> **WRITTEN REQUEST 1**
List every address in the Cc field of the mailing-list message below that ends in ".org".

════

[<prev] [next>] [<thread-prev] [thread-next>] [day] [month] [year] [list]
Message-ID: <1840e9fb-fd1b-79b7-4238-54ae97333d0b@amd.com>
Date: Mon, 30 Jan 2023 14:02:37 +0100
From: Christian König <christian.koenig@....com>
To: Danilo Krummrich <dakr@...hat.com>,
Matthew Brost <matthew.brost@...el.com>
Cc: daniel@...ll.ch, airlied@...hat.com, bskeggs@...hat.com,
jason@...kstrand.net, tzimmermann@...e.de, mripard@...nel.org,
corbet@....net, nouveau@...ts.freedesktop.org,
linux-kernel@...r.kernel.org, dri-devel@...ts.freedesktop.org,
linux-doc@...r.kernel.org
Subject: Re: [PATCH drm-next 05/14] drm/nouveau: new VM_BIND uapi interfaces
Am 29.01.23 um 19:46 schrieb Danilo Krummrich:
> On 1/27/23 22:09, Danilo Krummrich wrote:
>> On 1/27/23 16:17, Christian König wrote:
>>> Am 27.01.23 um 15:44 schrieb Danilo Krummrich:
>>>> [SNIP]
>>>>>>>
>>>>>>> What you want is one component for tracking the VA allocations
>>>>>>> (drm_mm based) and a different component/interface for tracking
>>>>>>> the VA mappings (probably rb tree based).
>>>>>>
>>>>>> That's what the GPUVA manager is doing. There are gpuva_regions
>>>>>> which correspond to VA allocations and gpuvas which represent the
>>>>>> mappings. Both are tracked separately (currently both with a
>>>>>> separate drm_mm, though). However, the GPUVA manager needs to
>>>>>> take regions into account when dealing with mappings to make sure
>>>>>> the GPUVA manager doesn't propose drivers to merge over region
>>>>>> boundaries. Speaking from userspace PoV, the kernel wouldn't
>>>>>> merge mappings from different VKBuffer objects even if they're
>>>>>> virtually and physically contiguous.

════

> **WRITTEN REQUEST 2**
Recast the entries from the line with "[locate] the gray painted" up to and including the line with "x=86, y=308" as a numbered list, leaving out blank lines.

> **Data listing**
════

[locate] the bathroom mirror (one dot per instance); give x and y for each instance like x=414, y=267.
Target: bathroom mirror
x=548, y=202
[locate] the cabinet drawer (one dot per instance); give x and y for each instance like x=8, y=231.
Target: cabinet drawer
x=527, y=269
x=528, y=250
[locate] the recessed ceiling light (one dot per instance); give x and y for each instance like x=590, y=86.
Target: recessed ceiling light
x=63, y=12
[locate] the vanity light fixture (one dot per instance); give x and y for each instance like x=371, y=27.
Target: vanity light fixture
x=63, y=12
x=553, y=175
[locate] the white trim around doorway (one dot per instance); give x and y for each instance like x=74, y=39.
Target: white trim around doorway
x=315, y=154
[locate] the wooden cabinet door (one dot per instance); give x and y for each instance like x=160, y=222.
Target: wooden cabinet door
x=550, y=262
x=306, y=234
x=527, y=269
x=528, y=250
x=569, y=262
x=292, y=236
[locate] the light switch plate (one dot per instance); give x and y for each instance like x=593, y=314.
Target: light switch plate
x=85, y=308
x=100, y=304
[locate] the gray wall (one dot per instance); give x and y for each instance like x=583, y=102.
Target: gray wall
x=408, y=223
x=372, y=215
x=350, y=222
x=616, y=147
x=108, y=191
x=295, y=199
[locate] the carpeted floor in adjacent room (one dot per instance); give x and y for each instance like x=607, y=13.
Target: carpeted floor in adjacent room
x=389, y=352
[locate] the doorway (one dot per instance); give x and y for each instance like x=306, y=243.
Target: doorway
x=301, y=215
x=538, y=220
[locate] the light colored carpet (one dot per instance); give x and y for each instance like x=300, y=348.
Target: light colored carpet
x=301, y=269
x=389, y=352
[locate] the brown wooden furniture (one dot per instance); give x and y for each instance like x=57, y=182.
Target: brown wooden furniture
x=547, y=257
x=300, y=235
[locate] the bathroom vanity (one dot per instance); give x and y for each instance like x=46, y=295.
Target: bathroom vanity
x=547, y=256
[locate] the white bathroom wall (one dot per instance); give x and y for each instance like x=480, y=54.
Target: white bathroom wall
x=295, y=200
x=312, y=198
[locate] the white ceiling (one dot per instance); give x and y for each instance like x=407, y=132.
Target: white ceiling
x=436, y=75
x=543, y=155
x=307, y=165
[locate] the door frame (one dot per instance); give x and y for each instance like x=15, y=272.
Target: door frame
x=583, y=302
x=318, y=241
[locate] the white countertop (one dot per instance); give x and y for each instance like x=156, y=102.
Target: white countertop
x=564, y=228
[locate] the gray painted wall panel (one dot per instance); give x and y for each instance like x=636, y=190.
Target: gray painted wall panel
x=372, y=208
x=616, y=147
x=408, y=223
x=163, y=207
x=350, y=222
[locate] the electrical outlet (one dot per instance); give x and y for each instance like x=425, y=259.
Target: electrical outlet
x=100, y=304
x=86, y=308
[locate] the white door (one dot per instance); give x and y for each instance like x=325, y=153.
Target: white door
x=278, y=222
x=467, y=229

════

> **CORRECT OUTPUT 1**
mripard@...nel.org
nouveau@...ts.freedesktop.org
linux-kernel@...r.kernel.org
dri-devel@...ts.freedesktop.org
linux-doc@...r.kernel.org

> **CORRECT OUTPUT 2**
1. [locate] the gray painted wall panel (one dot per instance); give x and y for each instance like x=636, y=190.
2. Target: gray painted wall panel
3. x=372, y=208
4. x=616, y=147
5. x=408, y=223
6. x=163, y=207
7. x=350, y=222
8. [locate] the electrical outlet (one dot per instance); give x and y for each instance like x=425, y=259.
9. Target: electrical outlet
10. x=100, y=304
11. x=86, y=308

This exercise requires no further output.